Prompt
Reproduce everything in the solar tracker passage from "here’s an equation" down to "is totally perpendicular.", word for word.

Excerpted passage
━━━━━━━━━━━━━━━━
Parts used in the Arduino 2-Axis Servo Solar Tracker:
- Arduino Uno
- Breadboard
- 2 axis tracking mechanism
- 2 continuous rotation servos
- Ball bearing tilt switch
- 10k resistors
- 5V breadboard power supply
- Cadmium sulfide light sensitive resistors
- Wires
- Solder
- Soldering iron
What is a solar tracker?
A solar tracker can increase the efficiency of a solar panel by up to 100%! It does this by always keeping the panel perpendicular to the incoming rays of sunlight.
here’s an equation to prove this:
P = AW sin θ
P = power generated by the solar panel
A = Area of the solar panel
W = is the solar constant, which is equal to 1340 watts per square meter
θ = the angle of the incoming light
Since sin(90) = 1 you get the best performance out of the panel when it is totally perpendicular.
━━━━━━━━━━━━━━━━
Records provided
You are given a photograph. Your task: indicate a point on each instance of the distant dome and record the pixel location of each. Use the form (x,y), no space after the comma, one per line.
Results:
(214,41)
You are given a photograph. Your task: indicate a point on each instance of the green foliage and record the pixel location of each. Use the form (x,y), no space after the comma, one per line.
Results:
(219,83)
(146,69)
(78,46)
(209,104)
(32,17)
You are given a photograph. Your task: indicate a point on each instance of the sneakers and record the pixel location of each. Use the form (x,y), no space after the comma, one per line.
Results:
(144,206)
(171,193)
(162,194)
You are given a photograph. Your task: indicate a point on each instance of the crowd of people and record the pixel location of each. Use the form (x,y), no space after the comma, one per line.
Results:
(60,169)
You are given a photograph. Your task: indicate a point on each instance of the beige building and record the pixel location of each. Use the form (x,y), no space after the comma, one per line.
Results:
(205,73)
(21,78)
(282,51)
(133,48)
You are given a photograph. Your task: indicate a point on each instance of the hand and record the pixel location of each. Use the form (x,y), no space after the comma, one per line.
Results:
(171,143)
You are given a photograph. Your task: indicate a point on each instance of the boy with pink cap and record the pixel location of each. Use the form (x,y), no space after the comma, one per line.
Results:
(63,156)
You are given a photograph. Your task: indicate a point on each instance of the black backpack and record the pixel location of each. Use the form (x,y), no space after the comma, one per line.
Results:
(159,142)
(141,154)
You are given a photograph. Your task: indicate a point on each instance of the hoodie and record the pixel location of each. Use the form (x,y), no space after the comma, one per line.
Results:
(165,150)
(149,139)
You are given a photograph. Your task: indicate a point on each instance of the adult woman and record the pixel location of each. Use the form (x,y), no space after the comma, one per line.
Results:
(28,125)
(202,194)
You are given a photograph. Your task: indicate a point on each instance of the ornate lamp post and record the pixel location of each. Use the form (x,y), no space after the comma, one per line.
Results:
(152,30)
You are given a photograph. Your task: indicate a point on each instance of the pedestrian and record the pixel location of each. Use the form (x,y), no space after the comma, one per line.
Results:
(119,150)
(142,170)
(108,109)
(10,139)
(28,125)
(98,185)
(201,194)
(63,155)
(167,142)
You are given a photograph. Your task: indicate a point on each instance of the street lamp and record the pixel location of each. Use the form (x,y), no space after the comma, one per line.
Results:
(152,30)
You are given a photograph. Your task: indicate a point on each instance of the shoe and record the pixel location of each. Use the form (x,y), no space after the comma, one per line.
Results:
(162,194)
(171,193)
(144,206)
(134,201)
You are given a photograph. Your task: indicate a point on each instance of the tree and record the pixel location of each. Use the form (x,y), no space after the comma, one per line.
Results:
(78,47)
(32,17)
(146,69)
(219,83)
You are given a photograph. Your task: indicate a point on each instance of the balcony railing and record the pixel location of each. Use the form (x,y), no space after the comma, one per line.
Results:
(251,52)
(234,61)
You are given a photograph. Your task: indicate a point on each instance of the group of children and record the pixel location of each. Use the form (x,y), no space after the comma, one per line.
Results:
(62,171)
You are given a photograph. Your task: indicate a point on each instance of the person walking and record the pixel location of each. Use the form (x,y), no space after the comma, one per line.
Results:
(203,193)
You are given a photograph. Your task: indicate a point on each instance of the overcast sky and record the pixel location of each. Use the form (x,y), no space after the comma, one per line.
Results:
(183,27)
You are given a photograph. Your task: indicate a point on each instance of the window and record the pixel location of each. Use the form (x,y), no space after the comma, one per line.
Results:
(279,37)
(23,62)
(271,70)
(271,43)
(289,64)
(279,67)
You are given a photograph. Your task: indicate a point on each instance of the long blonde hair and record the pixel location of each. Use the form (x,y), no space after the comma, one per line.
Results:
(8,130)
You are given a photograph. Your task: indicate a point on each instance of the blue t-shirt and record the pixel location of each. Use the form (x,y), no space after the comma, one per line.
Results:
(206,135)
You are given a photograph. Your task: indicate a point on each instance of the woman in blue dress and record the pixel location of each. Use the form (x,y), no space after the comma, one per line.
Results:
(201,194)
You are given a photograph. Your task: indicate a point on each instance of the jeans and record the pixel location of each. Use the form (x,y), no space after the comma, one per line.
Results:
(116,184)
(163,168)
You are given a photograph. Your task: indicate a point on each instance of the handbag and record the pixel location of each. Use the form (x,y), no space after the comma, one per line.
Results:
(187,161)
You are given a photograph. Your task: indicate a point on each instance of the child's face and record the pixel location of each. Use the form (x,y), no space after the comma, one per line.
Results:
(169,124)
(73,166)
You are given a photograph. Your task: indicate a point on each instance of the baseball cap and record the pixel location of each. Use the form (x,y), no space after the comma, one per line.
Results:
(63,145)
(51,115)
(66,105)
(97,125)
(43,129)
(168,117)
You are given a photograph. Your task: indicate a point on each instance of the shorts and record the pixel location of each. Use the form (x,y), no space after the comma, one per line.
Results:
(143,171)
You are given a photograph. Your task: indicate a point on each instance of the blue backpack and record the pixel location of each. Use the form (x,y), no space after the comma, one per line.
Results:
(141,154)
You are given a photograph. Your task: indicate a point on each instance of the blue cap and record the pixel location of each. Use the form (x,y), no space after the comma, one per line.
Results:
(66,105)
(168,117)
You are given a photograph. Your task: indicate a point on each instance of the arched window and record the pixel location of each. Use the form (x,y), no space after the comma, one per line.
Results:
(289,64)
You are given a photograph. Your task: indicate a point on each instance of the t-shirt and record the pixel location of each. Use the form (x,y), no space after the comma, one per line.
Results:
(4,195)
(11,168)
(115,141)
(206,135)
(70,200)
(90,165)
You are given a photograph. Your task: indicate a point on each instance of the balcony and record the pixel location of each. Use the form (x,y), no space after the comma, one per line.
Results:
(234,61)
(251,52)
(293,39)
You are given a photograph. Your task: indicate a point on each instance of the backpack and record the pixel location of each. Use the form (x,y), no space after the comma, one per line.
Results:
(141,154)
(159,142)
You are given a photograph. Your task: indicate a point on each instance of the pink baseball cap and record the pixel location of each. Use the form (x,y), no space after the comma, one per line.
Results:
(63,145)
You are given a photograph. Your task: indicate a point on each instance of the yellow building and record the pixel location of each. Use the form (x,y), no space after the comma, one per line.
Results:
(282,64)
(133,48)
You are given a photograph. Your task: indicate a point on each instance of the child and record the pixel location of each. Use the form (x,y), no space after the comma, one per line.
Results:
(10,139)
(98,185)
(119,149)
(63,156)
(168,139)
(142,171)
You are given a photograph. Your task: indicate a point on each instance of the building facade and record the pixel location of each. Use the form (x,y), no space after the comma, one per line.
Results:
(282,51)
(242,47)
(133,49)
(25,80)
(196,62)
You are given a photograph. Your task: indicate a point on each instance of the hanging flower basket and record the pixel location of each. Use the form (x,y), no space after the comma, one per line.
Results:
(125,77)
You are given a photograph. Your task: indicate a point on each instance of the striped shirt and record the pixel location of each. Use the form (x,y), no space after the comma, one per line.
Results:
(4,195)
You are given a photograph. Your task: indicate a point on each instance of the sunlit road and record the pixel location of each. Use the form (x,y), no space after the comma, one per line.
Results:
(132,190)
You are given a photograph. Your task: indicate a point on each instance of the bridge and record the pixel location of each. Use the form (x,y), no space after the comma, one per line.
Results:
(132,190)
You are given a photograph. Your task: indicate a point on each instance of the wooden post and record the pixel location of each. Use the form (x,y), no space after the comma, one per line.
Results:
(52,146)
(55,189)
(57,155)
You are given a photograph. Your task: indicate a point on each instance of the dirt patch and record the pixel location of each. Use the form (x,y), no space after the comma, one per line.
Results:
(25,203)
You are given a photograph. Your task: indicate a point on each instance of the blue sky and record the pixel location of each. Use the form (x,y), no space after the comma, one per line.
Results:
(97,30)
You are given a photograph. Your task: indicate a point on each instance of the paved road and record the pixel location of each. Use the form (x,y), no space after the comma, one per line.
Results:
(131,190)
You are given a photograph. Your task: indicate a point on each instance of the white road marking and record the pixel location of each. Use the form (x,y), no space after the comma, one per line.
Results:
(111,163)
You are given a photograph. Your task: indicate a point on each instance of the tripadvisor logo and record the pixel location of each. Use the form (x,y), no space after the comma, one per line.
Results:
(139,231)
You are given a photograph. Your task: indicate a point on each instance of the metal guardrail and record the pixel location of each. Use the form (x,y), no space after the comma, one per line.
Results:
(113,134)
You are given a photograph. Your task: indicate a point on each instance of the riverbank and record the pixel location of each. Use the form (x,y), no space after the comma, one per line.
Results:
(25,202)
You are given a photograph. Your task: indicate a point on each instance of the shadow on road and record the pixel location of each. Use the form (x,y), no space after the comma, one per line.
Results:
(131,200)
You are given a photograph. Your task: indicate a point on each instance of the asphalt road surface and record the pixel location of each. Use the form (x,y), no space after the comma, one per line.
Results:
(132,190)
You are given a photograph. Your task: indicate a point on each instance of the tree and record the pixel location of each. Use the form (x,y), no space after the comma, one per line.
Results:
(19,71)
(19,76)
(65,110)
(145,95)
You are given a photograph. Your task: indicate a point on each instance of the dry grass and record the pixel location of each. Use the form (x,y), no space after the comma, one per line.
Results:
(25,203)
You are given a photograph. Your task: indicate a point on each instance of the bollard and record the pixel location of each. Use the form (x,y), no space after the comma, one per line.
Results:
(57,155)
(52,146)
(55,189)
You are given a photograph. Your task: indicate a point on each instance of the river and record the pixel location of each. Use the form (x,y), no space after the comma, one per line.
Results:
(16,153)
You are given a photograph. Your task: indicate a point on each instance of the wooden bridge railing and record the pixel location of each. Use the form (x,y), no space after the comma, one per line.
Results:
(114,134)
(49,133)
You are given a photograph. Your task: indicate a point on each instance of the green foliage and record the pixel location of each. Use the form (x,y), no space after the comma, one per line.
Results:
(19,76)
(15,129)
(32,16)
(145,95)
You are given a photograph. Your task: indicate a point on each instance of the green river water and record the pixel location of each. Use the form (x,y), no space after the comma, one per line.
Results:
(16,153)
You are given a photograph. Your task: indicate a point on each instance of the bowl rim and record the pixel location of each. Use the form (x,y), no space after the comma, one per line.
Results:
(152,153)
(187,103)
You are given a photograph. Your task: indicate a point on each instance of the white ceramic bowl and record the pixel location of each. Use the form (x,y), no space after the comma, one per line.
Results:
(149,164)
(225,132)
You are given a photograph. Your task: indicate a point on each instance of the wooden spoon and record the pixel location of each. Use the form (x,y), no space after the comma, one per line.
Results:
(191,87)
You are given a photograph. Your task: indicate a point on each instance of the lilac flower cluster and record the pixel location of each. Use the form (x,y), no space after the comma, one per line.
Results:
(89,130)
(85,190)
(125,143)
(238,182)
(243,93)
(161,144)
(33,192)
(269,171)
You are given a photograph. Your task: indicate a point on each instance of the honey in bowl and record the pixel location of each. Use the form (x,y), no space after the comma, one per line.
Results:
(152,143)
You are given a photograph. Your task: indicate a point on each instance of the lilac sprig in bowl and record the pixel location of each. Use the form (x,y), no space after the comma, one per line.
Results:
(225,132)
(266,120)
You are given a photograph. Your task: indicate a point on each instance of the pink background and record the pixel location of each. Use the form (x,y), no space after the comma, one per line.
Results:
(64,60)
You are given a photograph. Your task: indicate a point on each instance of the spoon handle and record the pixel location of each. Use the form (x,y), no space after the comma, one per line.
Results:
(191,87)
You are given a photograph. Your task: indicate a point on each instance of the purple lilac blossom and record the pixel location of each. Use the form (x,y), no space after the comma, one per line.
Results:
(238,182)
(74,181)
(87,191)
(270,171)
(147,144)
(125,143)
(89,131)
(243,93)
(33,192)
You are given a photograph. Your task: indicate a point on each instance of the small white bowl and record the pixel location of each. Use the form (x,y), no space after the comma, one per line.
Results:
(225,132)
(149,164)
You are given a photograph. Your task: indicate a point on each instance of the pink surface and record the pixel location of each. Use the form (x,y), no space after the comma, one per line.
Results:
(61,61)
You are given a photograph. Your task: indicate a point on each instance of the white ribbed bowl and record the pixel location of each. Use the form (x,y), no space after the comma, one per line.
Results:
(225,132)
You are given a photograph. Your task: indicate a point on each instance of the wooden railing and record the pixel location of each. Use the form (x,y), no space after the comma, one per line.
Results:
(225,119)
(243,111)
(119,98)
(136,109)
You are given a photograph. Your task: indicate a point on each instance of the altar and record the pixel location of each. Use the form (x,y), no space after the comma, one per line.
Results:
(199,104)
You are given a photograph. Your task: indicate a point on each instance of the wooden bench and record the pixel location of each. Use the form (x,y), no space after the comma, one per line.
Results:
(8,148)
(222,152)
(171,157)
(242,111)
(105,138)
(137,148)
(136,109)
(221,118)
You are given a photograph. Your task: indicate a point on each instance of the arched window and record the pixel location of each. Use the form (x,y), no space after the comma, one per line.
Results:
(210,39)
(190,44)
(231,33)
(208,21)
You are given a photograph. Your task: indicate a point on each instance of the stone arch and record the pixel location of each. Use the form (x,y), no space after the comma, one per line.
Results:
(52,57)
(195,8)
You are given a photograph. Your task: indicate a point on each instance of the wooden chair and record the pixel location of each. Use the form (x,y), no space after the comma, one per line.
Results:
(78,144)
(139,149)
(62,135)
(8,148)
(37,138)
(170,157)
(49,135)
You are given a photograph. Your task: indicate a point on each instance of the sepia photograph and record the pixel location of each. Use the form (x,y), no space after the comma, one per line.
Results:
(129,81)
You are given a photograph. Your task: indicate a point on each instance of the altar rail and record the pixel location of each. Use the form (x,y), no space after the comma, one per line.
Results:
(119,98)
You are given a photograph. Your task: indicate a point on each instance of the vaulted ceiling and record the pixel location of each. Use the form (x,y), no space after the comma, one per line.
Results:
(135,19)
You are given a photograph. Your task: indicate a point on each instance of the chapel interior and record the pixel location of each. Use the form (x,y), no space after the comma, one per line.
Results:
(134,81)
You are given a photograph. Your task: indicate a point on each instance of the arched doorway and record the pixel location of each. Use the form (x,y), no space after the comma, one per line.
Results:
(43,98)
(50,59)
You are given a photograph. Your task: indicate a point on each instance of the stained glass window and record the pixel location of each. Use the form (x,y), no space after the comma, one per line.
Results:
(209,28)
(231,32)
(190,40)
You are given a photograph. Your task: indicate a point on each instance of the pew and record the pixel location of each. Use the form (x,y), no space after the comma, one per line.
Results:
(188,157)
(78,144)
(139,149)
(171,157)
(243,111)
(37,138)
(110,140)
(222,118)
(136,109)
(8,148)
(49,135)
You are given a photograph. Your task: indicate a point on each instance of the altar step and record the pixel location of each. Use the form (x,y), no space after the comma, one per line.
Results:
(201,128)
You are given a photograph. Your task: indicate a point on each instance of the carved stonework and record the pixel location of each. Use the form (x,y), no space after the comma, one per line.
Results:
━━━━━━━━━━━━━━━━
Final answer
here’s an equation to prove this:
P = AW sin θ
P = power generated by the solar panel
A = Area of the solar panel
W = is the solar constant, which is equal to 1340 watts per square meter
θ = the angle of the incoming light
Since sin(90) = 1 you get the best performance out of the panel when it is totally perpendicular.